Entries drawn from a collection

*****

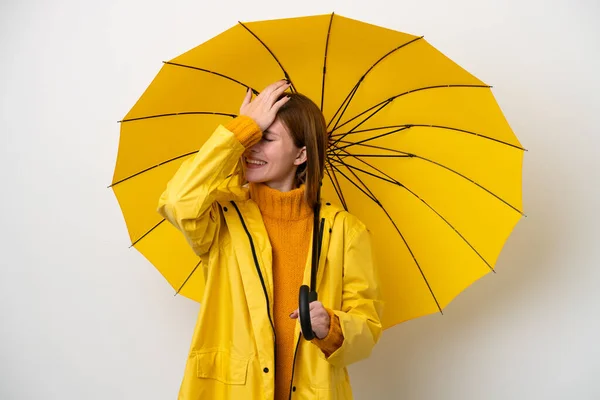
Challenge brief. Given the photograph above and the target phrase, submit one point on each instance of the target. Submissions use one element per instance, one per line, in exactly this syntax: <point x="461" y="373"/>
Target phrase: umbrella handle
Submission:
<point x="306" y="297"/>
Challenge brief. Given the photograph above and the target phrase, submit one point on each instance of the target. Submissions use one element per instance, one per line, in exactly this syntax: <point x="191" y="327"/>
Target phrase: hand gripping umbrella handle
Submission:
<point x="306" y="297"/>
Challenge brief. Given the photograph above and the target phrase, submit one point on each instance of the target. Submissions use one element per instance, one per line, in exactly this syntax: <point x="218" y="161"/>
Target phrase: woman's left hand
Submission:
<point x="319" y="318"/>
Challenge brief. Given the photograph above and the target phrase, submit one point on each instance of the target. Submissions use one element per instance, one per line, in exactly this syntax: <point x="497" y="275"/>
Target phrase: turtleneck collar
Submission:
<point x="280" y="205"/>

*****

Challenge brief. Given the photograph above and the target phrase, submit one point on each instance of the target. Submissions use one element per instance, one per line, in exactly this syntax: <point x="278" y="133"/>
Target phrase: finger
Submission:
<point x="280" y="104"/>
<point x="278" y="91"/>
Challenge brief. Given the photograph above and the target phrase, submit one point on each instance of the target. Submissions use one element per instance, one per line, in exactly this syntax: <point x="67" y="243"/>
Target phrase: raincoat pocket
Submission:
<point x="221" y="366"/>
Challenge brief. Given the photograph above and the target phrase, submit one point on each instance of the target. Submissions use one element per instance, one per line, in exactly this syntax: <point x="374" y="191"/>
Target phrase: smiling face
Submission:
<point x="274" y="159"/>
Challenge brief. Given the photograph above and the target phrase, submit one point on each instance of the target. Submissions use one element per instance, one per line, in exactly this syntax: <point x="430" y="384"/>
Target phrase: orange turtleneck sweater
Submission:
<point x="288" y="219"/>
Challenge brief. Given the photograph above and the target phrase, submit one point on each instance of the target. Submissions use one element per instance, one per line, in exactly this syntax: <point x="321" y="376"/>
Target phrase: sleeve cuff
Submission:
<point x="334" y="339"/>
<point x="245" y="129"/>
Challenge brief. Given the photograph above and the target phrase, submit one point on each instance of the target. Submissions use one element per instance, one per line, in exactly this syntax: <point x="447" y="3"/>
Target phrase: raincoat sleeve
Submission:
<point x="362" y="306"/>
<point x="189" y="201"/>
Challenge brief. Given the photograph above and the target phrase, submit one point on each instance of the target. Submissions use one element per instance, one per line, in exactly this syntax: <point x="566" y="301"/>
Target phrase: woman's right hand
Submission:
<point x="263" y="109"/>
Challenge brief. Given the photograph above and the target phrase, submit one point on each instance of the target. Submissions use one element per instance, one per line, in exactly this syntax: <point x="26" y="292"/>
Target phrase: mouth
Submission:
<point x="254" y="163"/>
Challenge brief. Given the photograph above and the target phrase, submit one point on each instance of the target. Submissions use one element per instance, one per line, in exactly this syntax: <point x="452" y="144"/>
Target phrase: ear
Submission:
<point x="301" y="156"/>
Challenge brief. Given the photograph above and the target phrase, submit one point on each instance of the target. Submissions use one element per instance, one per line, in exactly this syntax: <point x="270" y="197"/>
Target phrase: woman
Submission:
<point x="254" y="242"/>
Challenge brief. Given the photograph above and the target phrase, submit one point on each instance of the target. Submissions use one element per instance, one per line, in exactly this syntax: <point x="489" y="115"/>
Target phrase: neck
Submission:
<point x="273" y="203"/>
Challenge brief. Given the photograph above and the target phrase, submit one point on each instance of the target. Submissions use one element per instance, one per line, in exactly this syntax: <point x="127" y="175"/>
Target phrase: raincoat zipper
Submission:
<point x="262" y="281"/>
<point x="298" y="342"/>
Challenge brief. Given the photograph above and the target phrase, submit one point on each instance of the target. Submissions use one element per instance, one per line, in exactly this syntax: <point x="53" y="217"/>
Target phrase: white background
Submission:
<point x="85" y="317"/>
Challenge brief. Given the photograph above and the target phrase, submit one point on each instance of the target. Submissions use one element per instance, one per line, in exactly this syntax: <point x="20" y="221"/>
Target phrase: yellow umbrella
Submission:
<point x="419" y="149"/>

*****

Task details:
Extract each line of the rows above that contains the string "woman". Matching is case-sensitive, so a line qualifies only if the string appears with exactly that capitalization.

Response:
Target phrase: woman's left hand
Target phrase: woman's right hand
Target phrase: woman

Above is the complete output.